▸ REQUEST
Copy out the dataset entries below, swapping every "Place" for "Put" and changing nothing else.

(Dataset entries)

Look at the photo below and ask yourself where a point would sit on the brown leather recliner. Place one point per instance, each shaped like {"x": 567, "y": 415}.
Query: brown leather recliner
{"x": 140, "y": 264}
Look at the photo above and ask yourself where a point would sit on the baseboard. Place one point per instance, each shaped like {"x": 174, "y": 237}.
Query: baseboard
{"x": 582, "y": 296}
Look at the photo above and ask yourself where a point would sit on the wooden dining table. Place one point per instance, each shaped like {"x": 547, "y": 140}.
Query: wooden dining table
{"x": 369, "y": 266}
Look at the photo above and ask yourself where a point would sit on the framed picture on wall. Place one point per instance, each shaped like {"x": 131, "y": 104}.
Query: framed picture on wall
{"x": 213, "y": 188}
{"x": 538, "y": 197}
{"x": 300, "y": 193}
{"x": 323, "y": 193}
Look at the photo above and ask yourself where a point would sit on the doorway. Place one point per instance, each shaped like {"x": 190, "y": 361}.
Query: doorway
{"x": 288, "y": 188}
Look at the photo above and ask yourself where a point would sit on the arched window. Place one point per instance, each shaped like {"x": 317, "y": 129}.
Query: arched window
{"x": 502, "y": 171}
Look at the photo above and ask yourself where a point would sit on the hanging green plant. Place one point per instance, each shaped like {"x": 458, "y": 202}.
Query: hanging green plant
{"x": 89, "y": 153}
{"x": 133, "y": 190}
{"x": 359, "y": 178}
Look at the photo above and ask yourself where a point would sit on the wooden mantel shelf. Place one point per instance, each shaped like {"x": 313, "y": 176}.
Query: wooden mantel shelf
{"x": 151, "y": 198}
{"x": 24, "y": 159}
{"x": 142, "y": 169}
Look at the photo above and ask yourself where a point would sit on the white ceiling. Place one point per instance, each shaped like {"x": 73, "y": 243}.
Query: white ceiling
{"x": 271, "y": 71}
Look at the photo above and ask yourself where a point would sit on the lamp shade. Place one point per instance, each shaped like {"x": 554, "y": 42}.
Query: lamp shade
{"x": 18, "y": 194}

▸ OUTPUT FOR THIS EXERCISE
Look at the photo below and ask yourself where a point would sit on the brown leather recliner. Put one point per instance, each shaped like {"x": 567, "y": 415}.
Query: brown leather recliner
{"x": 140, "y": 264}
Look at the photo above and ask yourself where a point would sit on the baseboard. Put one point per instance, each shaped like {"x": 174, "y": 237}.
Query: baseboard
{"x": 582, "y": 296}
Look at the photo above and ask yourself where a point would sit on the wooden dining table. Put one point per instance, each shaped like {"x": 547, "y": 140}.
Query: wooden dining table
{"x": 369, "y": 266}
Look at the photo above and ask yourself where a point would sit on the framed picture on wall. Put one point per instance, each shaped like {"x": 131, "y": 104}.
Query: framed picture on wall
{"x": 213, "y": 188}
{"x": 538, "y": 197}
{"x": 300, "y": 193}
{"x": 323, "y": 193}
Look at the photo above and ask yourself where a point would sit on the doorway. Put one point per instance, each shaped like {"x": 190, "y": 361}.
Query: doorway
{"x": 288, "y": 188}
Look at the photo above and ask yourself where a point would sit on the arched window. Put one point per instance, each shaped like {"x": 317, "y": 129}.
Query: arched window
{"x": 502, "y": 171}
Look at the photo above and ask yourself where a point would sit on the hanging green plant. Put one point per instance, each shaped like {"x": 458, "y": 202}.
Query: hanging green plant
{"x": 89, "y": 153}
{"x": 133, "y": 190}
{"x": 359, "y": 178}
Look at the photo above and ask yourself where a point would sit on the wooden mantel shelf. Put one point per instance, each shaped like {"x": 313, "y": 176}.
Query: wooden mantel shelf
{"x": 151, "y": 198}
{"x": 24, "y": 159}
{"x": 142, "y": 169}
Look at the photo above and ask yourself where a point would sit on the white ceiling. Put one point per instance, each shaped like {"x": 73, "y": 243}.
Query: white ceiling
{"x": 271, "y": 71}
Look at the photo above and ask yourself where a point would sit on the lamp shade. Put one point per instance, each shaped like {"x": 554, "y": 42}.
Query: lamp shade
{"x": 18, "y": 194}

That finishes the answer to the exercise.